** start **

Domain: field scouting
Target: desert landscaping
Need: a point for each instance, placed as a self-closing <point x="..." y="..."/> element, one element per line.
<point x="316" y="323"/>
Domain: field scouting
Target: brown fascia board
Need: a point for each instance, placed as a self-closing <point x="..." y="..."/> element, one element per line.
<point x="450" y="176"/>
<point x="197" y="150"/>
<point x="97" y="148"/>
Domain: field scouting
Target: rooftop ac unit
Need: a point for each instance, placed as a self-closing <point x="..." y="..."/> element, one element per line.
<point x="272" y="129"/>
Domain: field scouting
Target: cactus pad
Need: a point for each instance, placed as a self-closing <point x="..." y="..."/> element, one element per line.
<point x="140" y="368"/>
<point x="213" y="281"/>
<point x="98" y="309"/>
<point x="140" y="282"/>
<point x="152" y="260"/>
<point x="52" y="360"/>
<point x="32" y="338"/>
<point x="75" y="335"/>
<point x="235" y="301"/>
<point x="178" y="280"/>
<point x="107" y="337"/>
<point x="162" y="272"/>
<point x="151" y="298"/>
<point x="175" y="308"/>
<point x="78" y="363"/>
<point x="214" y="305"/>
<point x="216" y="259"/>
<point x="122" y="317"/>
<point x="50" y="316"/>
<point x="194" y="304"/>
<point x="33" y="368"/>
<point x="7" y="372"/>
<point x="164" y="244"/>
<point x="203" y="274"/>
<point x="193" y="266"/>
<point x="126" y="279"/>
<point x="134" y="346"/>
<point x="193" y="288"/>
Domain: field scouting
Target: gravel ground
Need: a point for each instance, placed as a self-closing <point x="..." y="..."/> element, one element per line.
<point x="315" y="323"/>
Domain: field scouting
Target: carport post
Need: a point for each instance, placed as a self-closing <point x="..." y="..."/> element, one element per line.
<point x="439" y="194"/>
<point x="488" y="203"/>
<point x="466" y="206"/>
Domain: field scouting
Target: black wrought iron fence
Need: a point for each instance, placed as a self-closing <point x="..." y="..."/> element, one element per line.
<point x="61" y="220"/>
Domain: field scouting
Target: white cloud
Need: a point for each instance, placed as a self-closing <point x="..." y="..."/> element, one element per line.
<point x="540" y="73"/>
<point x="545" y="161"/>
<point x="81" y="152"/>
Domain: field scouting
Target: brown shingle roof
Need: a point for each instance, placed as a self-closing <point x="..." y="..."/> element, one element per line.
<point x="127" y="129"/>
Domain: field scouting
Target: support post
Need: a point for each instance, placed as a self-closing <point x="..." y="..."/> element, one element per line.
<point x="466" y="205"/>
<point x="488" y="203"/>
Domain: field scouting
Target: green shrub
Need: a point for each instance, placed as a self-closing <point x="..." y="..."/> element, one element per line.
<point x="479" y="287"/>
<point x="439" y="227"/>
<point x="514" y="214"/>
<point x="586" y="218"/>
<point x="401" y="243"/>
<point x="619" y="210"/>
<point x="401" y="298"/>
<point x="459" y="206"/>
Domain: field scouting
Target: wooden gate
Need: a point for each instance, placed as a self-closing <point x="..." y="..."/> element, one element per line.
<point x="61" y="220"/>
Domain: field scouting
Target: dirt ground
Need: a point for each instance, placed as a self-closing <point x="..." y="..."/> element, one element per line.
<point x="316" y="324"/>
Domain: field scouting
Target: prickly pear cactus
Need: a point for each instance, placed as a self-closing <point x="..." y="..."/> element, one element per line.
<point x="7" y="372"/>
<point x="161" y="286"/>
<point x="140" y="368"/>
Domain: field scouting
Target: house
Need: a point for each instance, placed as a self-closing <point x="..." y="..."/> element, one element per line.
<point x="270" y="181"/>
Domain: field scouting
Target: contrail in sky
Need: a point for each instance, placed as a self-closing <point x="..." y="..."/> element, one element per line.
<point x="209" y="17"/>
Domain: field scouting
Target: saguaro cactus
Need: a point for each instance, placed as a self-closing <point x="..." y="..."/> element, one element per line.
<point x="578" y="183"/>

** end **

Copy every record exactly, with nothing added or dropped.

Domain: field scouting
Target: desert landscaping
Need: a point for each instance, placed as a self-closing <point x="..." y="..."/> element, one element per line.
<point x="316" y="323"/>
Domain: field scouting
Target: brown fascia board
Need: a point for each instance, placed as a self-closing <point x="..." y="..."/> element, one element per line.
<point x="450" y="176"/>
<point x="197" y="150"/>
<point x="97" y="148"/>
Domain: field scouting
Target: rooftop ac unit
Need: a point for each instance, placed as a self-closing <point x="..." y="..."/> element, one element per line.
<point x="272" y="129"/>
Domain: field scouting
Target: cactus pad
Need: a point for each instance, placed as a self-closing <point x="..." y="..."/> element, one element per line.
<point x="140" y="368"/>
<point x="213" y="281"/>
<point x="98" y="309"/>
<point x="140" y="282"/>
<point x="152" y="260"/>
<point x="52" y="360"/>
<point x="32" y="338"/>
<point x="75" y="335"/>
<point x="235" y="301"/>
<point x="178" y="280"/>
<point x="107" y="337"/>
<point x="162" y="272"/>
<point x="151" y="298"/>
<point x="175" y="308"/>
<point x="78" y="363"/>
<point x="214" y="305"/>
<point x="216" y="259"/>
<point x="122" y="317"/>
<point x="50" y="316"/>
<point x="194" y="304"/>
<point x="33" y="368"/>
<point x="7" y="372"/>
<point x="164" y="244"/>
<point x="203" y="274"/>
<point x="193" y="266"/>
<point x="126" y="279"/>
<point x="134" y="346"/>
<point x="193" y="288"/>
Domain: field scouting
Target: gravel ground
Need: a point for each instance, placed as a self-closing <point x="..." y="..."/> element, one element per line.
<point x="315" y="323"/>
Domain: field scouting
Target: carport post
Need: a point for each instance, placed as a self-closing <point x="..." y="..."/> element, one element per line.
<point x="439" y="194"/>
<point x="488" y="203"/>
<point x="466" y="206"/>
Domain: field scouting
Target: black wrought iron fence
Need: a point for each instance, placed as a self-closing <point x="..." y="..."/> element, one element per line.
<point x="61" y="220"/>
Domain: field scouting
Target: white cloud
Need: a point for each instance, placed as a self-closing <point x="..." y="..."/> element, one element per line.
<point x="540" y="73"/>
<point x="545" y="161"/>
<point x="81" y="152"/>
Domain: field scouting
Target: brown shingle roof
Need: a point for each instance, placed as a self-closing <point x="..." y="..."/> element, one element per line.
<point x="127" y="129"/>
Domain: field scouting
Target: support post
Need: a point for each instance, placed as a self-closing <point x="..." y="..."/> element, one element per line.
<point x="466" y="205"/>
<point x="488" y="203"/>
Domain: field scouting
Target: green shrub
Need: a point for each instance, placed as a self-closing <point x="..." y="..."/> element, one element per line.
<point x="479" y="287"/>
<point x="439" y="227"/>
<point x="514" y="214"/>
<point x="586" y="218"/>
<point x="401" y="243"/>
<point x="619" y="210"/>
<point x="401" y="298"/>
<point x="459" y="206"/>
Domain: field scouting
Target: wooden gate
Need: a point for each instance, placed as a self-closing <point x="..." y="..."/> element, one element per line.
<point x="61" y="220"/>
Domain: field scouting
Target: dirt ground
Need: a point for each instance, placed as a self-closing <point x="..." y="..."/> element, one element per line.
<point x="316" y="324"/>
Domain: field scouting
Target: prickly pear cactus
Need: a point for each instance, placed as a self-closing <point x="..." y="..."/> element, one element per line.
<point x="7" y="372"/>
<point x="161" y="286"/>
<point x="140" y="368"/>
Domain: field scouting
Target: house
Need: a point for each instance, placed as a self-closing <point x="..." y="..."/> element, one element per line.
<point x="270" y="181"/>
Domain: field scouting
Target: contrail in sky
Need: a point for each instance, placed as a self-closing <point x="..." y="..."/> element, one element per line.
<point x="209" y="17"/>
Domain: field scouting
Target: saguaro cactus
Need: a point for each instance, placed as a self-closing <point x="..." y="..."/> element, one element per line.
<point x="578" y="183"/>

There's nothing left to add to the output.